Written instruction: Locate all lines in the records below that contain the word "each", and copy them out in full.

Data in this exercise:
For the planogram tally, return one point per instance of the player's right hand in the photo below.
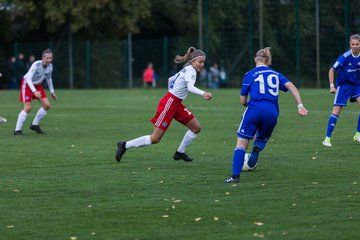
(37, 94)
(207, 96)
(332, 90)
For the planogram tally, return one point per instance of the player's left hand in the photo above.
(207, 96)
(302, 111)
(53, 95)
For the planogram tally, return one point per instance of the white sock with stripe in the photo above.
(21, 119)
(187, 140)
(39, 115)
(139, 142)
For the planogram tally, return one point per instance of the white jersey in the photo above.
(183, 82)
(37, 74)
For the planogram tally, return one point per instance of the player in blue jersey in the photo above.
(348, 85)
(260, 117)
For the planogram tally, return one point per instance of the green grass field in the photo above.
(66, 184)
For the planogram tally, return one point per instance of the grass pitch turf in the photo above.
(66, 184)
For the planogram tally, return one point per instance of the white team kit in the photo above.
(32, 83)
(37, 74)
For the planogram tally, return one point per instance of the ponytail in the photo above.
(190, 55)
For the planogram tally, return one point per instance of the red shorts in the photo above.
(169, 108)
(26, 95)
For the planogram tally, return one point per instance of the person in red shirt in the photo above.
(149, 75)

--

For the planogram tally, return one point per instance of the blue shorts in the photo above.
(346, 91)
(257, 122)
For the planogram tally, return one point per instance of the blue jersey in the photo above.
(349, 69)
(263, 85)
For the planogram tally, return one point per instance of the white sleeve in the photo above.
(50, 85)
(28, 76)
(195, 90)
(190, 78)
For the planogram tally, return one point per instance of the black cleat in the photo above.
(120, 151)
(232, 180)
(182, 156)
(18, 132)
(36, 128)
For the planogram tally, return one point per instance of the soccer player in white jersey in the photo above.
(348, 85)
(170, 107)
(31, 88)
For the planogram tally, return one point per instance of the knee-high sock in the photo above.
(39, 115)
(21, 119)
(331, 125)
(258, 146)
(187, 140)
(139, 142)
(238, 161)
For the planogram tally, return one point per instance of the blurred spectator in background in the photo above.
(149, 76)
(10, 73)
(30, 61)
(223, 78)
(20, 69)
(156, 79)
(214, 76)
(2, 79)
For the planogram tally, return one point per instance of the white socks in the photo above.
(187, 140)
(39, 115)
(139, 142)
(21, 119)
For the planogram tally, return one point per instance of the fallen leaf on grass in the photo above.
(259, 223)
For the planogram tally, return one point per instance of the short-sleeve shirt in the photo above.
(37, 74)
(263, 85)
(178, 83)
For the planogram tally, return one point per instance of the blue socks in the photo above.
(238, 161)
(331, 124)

==

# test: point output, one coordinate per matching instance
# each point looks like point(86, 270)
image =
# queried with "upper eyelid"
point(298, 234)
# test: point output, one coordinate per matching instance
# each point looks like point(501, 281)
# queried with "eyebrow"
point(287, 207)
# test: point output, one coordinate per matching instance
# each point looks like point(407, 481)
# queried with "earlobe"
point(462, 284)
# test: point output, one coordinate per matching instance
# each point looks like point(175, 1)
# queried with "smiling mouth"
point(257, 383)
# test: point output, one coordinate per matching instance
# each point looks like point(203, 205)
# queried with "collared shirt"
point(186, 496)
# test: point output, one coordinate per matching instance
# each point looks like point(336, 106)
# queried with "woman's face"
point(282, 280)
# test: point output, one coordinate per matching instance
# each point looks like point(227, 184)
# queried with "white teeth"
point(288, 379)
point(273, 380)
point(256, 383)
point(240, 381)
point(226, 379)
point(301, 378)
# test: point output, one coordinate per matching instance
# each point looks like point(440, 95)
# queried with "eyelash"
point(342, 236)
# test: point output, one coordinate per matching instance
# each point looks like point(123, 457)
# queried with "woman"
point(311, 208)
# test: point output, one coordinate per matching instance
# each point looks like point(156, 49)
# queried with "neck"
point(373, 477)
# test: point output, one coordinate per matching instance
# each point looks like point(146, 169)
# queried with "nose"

Task answer:
# each point looks like point(86, 270)
# each point looks like point(501, 281)
# each point looks like point(407, 481)
# each point looks like point(175, 1)
# each point looks like point(203, 205)
# each point looks like point(336, 106)
# each point looks like point(227, 184)
# each point looks like point(440, 95)
# each point looks like point(123, 457)
# each point looks like point(156, 49)
# each point looks like point(146, 169)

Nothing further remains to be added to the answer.